(Natural-language object grounding data)
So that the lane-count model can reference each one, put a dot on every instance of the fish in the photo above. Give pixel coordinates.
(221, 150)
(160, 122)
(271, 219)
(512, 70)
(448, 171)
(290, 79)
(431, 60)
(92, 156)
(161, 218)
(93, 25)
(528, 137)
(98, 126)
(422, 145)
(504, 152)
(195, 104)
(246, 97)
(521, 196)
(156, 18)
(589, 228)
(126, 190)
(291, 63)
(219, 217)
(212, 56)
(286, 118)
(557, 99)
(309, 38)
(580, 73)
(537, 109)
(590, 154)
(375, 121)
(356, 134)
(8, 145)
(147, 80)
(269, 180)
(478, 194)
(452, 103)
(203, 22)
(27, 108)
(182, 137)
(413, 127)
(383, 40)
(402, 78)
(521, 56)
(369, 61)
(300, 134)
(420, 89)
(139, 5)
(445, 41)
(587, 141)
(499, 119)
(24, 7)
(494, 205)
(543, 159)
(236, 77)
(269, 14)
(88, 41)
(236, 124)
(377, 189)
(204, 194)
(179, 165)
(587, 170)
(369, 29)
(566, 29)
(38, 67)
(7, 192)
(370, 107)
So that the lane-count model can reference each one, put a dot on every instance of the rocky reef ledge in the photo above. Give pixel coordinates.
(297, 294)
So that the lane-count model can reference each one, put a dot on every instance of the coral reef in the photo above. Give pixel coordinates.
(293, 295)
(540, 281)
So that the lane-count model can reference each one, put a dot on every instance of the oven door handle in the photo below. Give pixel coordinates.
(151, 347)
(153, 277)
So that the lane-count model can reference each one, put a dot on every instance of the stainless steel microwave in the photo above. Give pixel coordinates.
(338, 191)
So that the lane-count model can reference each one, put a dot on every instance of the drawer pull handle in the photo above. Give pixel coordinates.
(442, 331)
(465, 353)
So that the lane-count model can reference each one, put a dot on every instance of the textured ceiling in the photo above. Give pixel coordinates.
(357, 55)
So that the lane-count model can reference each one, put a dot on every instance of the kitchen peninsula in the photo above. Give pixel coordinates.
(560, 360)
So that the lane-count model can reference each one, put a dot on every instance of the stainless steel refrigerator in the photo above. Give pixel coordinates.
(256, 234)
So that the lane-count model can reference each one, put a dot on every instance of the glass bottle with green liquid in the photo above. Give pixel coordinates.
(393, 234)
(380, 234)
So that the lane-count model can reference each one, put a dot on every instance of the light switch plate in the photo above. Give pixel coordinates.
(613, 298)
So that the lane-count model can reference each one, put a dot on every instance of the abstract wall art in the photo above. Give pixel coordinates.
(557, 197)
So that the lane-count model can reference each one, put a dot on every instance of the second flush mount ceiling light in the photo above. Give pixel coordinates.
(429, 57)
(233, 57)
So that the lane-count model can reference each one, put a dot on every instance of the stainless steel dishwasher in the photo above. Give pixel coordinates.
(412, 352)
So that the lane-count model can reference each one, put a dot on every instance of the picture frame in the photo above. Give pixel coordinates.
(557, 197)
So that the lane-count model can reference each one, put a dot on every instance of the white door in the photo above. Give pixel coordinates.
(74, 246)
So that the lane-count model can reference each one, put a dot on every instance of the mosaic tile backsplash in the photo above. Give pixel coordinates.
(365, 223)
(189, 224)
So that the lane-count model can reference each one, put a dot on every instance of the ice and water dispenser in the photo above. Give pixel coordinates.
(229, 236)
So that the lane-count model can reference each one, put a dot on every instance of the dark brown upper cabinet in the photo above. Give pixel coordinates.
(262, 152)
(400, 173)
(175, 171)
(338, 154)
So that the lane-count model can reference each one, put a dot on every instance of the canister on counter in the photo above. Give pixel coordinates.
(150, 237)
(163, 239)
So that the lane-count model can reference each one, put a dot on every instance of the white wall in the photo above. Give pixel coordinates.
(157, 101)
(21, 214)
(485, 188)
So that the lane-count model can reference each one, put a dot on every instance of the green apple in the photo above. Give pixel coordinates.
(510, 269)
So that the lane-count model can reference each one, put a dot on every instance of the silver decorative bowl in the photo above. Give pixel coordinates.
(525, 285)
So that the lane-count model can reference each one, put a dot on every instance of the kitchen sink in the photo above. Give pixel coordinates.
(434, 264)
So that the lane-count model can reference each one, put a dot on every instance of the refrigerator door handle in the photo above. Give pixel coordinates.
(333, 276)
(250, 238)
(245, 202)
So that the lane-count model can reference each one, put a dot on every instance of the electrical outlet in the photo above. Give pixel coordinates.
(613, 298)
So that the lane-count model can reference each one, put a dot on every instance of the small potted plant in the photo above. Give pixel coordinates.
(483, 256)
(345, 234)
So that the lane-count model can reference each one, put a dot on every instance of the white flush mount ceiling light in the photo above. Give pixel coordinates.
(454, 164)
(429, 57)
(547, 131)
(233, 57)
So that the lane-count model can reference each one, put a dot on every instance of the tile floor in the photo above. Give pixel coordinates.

# PROBLEM TO WORK ON
Please print out every record exactly as it is written.

# ANSWER TO THIS TASK
So that the lane-count model can reference each one, put a dot on every instance of the fish in the photo above. Give pixel coordinates.
(221, 150)
(160, 122)
(271, 219)
(512, 70)
(448, 171)
(290, 79)
(431, 60)
(92, 156)
(161, 218)
(93, 25)
(528, 137)
(98, 126)
(422, 145)
(504, 152)
(195, 104)
(246, 97)
(521, 196)
(156, 18)
(589, 228)
(126, 190)
(291, 63)
(219, 217)
(212, 56)
(286, 118)
(557, 99)
(309, 38)
(580, 73)
(537, 109)
(590, 154)
(375, 121)
(356, 134)
(8, 145)
(147, 80)
(269, 180)
(478, 194)
(452, 103)
(203, 22)
(27, 108)
(182, 137)
(413, 127)
(383, 40)
(402, 78)
(521, 56)
(369, 61)
(300, 134)
(420, 89)
(139, 5)
(445, 41)
(587, 141)
(499, 119)
(24, 7)
(494, 205)
(543, 159)
(236, 77)
(269, 14)
(88, 41)
(236, 124)
(377, 189)
(204, 194)
(179, 165)
(587, 170)
(369, 29)
(566, 29)
(38, 67)
(7, 192)
(370, 107)
So that the lane-count model can reference each one, put a dot on every instance of the rocky reef ledge in the photo above. Give pixel coordinates.
(297, 294)
So that the lane-count model can reference each one, put a dot on every instance of the coral reef in the photo above. Give pixel coordinates.
(293, 295)
(540, 281)
So that the lane-count model can reference each one, put a dot on every instance of the oven door handle in the photo below. Give pixel coordinates.
(151, 347)
(153, 277)
So that the lane-count model can reference each one, put a dot on every instance of the stainless steel microwave in the photo above. Give pixel coordinates.
(338, 191)
So that the lane-count model can reference each one, put a dot on every instance of the drawer pull handle in the photo above. Give pixel coordinates.
(442, 331)
(465, 353)
So that the lane-count model can reference each one, put a dot on every instance of the textured ceiling in the photo above. Give pixel coordinates.
(357, 55)
So that the lane-count model can reference each one, put a dot on every instance of the kitchen peninsula in the photo above. Give pixel coordinates.
(560, 360)
So that the lane-count model can reference each one, put a dot on every instance of the stainless steel refrigerator in the photo above. Give pixel coordinates.
(256, 234)
So that the lane-count model can reference each one, put a dot on every instance of the glass bottle with green liquid in the photo above. Give pixel coordinates.
(393, 234)
(380, 234)
So that the lane-count model can reference each one, put a dot on every instance of the light switch plate in the photo above. Give pixel coordinates.
(613, 298)
So that the lane-count model can reference each one, put a dot on every instance of the abstract wall art in the photo above. Give pixel coordinates.
(557, 197)
So that the lane-count model can reference each one, put a dot on every instance of the second flush mount ceiling light in the photo above. Give pixel coordinates.
(429, 57)
(233, 57)
So that the lane-count model can reference each one, put a dot on every instance of the stainless steel dishwasher in the photo above. Give pixel coordinates.
(412, 352)
So that the lane-count model can reference each one, put a dot on every instance of the picture frame in the photo above. Give pixel coordinates.
(557, 197)
So that the lane-count model can reference each one, put a dot on every instance of the white door in the photo above. Give pixel coordinates.
(74, 246)
So that the lane-count model can reference each one, put a dot on every instance of the mosaic tile backsplash in the photo above. Give pixel coordinates.
(365, 223)
(189, 224)
So that the lane-count model can reference each one, put a dot on every instance of the ice and water dispenser in the photo above. Give pixel coordinates.
(229, 236)
So that the lane-count model can reference each one, put a dot on every instance of the dark brown upper cabinet in the photo above. Give pixel coordinates.
(262, 152)
(400, 173)
(175, 171)
(338, 154)
So that the lane-count model can reference each one, put a dot on every instance of the canister on counter in the photo above. Give pixel coordinates.
(150, 237)
(163, 239)
So that the lane-count model can reference each one, put a dot on every instance of the white wall in the photo above. Give pixel coordinates.
(157, 101)
(21, 214)
(485, 188)
So that the lane-count model can reference each one, put a dot on every instance of the green apple in the photo above. Give pixel coordinates.
(510, 269)
So that the lane-count model can reference each one, put a dot on every instance of the silver decorative bowl in the photo above. Give pixel coordinates.
(525, 285)
So that the lane-count model can reference each one, put a dot on every instance of the kitchen sink in the photo above. Give pixel coordinates.
(434, 264)
So that the lane-count model can reference each one, put a dot on every instance of the refrigerator door handle in the photo above. Give pixel coordinates.
(333, 276)
(250, 238)
(245, 202)
So that the lane-count model can reference each one, put a dot on every instance of the electrical outlet in the photo above. Give pixel coordinates.
(613, 298)
So that the lane-count model can reference each one, put a dot on every instance of the small potted plant in the photo above. Give pixel coordinates.
(483, 256)
(345, 234)
So that the lane-count model can reference each one, put a dot on every instance of the white flush mount ceiling light in the photo above. Give pixel coordinates.
(454, 164)
(429, 57)
(547, 131)
(233, 57)
So that the lane-count model can reference each one, put a dot on every instance of the tile floor in the photo above. Give pixel coordinates.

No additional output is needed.